Task objective ▸ Give the lines again exactly, from the one holding "Phrase: van side window" to the last line of the listing below, both ends included and nothing added.

--- start Source material ---

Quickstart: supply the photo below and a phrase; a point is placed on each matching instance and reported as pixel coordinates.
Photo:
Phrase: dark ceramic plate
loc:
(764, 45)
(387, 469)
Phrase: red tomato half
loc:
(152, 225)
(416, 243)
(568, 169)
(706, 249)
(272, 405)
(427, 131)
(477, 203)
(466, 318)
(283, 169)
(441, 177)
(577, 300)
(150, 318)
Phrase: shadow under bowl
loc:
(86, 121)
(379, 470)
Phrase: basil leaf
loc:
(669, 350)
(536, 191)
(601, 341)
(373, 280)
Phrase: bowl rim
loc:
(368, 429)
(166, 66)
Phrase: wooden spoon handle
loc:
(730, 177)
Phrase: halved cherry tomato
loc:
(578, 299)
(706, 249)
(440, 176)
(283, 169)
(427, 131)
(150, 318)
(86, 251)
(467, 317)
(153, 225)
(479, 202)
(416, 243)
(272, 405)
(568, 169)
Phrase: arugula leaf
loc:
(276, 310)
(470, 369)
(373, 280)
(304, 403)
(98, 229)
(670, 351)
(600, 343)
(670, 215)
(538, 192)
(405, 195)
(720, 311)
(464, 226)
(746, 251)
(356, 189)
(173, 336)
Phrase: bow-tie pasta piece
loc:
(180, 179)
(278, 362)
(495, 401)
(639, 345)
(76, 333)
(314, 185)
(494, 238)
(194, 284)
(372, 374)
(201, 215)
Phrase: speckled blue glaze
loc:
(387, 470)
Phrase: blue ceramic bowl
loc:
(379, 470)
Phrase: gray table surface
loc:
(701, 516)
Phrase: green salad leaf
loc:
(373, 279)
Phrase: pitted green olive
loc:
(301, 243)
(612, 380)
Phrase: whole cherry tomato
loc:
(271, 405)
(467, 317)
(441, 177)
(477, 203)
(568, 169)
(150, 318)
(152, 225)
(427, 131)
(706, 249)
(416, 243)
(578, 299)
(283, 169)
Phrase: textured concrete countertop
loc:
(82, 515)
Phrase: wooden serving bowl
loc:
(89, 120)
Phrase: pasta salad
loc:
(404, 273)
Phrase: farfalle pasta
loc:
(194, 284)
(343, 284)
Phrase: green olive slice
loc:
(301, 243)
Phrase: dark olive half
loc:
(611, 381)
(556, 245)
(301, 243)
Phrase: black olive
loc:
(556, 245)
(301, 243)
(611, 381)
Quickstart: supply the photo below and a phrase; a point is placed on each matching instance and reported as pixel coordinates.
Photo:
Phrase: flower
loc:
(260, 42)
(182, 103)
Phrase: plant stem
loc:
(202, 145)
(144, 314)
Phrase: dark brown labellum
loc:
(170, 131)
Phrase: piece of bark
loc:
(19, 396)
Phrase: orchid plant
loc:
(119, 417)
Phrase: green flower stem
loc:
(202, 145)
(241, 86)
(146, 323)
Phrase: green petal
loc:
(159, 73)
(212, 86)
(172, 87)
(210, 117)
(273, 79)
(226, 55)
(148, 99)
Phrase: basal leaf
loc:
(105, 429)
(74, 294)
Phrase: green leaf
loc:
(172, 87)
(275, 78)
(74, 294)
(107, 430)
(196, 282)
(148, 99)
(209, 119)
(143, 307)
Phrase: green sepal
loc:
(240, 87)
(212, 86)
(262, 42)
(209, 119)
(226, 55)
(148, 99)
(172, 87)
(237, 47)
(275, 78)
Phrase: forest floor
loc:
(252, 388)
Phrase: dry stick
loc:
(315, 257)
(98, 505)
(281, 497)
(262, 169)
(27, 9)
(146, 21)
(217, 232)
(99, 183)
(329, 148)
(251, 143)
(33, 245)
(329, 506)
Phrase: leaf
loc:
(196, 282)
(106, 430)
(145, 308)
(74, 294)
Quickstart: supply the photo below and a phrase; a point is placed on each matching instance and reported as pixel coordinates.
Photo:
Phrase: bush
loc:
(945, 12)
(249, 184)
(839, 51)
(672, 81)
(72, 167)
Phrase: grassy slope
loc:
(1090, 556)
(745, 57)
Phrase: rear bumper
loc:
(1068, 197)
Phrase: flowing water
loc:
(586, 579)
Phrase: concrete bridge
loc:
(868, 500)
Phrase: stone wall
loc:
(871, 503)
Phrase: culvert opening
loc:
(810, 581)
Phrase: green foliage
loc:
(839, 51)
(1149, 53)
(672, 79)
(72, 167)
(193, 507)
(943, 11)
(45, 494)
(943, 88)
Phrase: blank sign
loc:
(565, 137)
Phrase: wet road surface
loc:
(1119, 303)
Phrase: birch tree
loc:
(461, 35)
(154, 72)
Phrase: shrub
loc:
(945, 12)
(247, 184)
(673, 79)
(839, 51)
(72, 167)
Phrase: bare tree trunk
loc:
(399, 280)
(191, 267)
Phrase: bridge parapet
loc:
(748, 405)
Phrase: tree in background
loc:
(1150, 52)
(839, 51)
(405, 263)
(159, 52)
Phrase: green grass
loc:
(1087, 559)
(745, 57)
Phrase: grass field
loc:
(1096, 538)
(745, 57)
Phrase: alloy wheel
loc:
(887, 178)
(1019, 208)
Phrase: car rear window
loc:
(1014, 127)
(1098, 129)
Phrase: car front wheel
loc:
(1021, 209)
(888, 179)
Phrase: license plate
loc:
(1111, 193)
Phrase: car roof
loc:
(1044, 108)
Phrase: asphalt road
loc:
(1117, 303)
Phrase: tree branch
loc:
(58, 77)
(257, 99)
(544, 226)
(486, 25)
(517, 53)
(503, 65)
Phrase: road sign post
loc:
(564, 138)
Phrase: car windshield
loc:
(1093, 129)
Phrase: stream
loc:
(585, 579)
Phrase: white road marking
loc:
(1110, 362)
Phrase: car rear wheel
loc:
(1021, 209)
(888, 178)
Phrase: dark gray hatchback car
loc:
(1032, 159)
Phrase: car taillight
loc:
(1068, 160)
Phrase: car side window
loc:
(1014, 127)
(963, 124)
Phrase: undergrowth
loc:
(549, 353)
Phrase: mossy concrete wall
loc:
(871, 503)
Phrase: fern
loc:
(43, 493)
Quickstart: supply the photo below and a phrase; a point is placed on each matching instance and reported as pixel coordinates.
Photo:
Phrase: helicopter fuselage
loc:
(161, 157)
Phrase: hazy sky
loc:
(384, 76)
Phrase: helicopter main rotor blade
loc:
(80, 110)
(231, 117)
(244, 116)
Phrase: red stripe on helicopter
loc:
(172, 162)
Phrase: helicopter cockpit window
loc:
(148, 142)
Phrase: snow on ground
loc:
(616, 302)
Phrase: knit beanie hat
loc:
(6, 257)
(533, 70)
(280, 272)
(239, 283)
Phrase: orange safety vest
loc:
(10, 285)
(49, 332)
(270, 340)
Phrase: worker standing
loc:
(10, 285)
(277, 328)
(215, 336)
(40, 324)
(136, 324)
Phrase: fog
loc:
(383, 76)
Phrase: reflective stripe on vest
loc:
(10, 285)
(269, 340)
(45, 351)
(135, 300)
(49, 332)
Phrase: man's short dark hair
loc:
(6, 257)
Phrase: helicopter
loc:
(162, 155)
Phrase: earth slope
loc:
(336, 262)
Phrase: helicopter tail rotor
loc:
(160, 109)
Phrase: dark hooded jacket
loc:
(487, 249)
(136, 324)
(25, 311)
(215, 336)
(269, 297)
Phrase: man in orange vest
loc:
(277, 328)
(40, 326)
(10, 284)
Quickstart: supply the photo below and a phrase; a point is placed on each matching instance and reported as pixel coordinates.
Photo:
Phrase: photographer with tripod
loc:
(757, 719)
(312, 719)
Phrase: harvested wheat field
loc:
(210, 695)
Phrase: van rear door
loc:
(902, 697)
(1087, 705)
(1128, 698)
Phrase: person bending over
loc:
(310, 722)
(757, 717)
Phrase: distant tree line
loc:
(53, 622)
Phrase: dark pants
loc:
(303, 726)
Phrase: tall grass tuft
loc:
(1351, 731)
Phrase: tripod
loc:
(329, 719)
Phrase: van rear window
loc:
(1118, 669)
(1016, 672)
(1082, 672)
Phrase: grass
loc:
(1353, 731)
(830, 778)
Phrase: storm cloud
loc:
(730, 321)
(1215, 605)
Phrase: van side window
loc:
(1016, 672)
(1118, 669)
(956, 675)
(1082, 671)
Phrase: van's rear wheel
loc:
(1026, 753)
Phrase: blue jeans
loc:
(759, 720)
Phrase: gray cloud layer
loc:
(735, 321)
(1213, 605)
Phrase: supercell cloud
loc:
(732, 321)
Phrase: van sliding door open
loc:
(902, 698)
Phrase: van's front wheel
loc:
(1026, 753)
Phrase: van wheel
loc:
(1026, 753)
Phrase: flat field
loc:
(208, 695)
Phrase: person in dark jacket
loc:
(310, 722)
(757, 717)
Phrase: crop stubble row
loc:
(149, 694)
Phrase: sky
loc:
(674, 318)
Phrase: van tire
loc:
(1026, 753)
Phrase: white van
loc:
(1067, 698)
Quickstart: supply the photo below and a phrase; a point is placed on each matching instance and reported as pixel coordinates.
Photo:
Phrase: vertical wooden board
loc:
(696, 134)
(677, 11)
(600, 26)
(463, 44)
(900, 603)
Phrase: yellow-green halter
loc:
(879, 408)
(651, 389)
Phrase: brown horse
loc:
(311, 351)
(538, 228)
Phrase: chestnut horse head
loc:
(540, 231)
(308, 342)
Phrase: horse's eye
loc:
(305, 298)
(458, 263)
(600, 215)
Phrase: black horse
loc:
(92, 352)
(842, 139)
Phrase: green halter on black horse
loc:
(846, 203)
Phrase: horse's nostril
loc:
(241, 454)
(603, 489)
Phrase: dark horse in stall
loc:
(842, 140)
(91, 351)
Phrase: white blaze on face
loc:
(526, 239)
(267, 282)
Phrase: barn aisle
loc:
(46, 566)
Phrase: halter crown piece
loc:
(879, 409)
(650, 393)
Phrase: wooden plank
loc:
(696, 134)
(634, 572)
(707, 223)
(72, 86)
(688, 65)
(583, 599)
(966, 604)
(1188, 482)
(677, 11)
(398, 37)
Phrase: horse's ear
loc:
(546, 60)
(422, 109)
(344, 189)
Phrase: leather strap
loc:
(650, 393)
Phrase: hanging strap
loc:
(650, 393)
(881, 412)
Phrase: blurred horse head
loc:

--- end Source material ---

Response for this exercise ▸
Phrase: van side window
loc:
(1016, 672)
(1118, 669)
(956, 675)
(1082, 671)
Phrase: van's rear wheel
loc:
(1026, 753)
Phrase: blue jeans
loc:
(759, 720)
Phrase: gray cloud layer
loc:
(735, 321)
(1213, 605)
Phrase: supercell cloud
loc:
(732, 321)
Phrase: van sliding door open
loc:
(902, 698)
Phrase: van's front wheel
loc:
(1026, 753)
Phrase: van wheel
loc:
(1026, 753)
Phrase: flat field
loc:
(208, 695)
Phrase: person in dark jacket
loc:
(310, 722)
(757, 717)
Phrase: crop stubble row
loc:
(149, 694)
Phrase: sky
loc:
(674, 318)
Phrase: van tire
loc:
(1026, 753)
Phrase: white van
loc:
(1067, 698)
Quickstart: supply the photo below and a phrase; a point is placed on each matching instance and reported as pixel coordinates.
Photo:
Phrase: vertical wooden board
loc:
(696, 134)
(677, 11)
(600, 26)
(463, 44)
(900, 603)
Phrase: yellow-green halter
loc:
(879, 408)
(651, 389)
Phrase: brown horse
loc:
(311, 351)
(538, 228)
Phrase: chestnut horse head
loc:
(540, 231)
(308, 342)
Phrase: horse's eye
loc:
(305, 298)
(458, 263)
(600, 215)
Phrase: black horse
loc:
(92, 352)
(842, 139)
Phrase: green halter on black horse
loc:
(846, 203)
Phrase: horse's nostril
loc:
(241, 454)
(603, 489)
Phrase: dark horse in stall
loc:
(842, 140)
(91, 351)
Phrase: white blaze on face
loc:
(526, 239)
(267, 282)
Phrase: barn aisle
loc:
(46, 566)
Phrase: halter crown piece
loc:
(879, 409)
(650, 393)
Phrase: wooden plank
loc:
(696, 134)
(634, 572)
(707, 223)
(72, 86)
(688, 65)
(583, 599)
(966, 604)
(1188, 482)
(677, 11)
(398, 37)
Phrase: horse's ear
loc:
(546, 60)
(422, 109)
(344, 189)
Phrase: leather strap
loc:
(650, 393)
Phrase: hanging strap
loc:
(650, 393)
(881, 412)
Phrase: blurred horse head
loc:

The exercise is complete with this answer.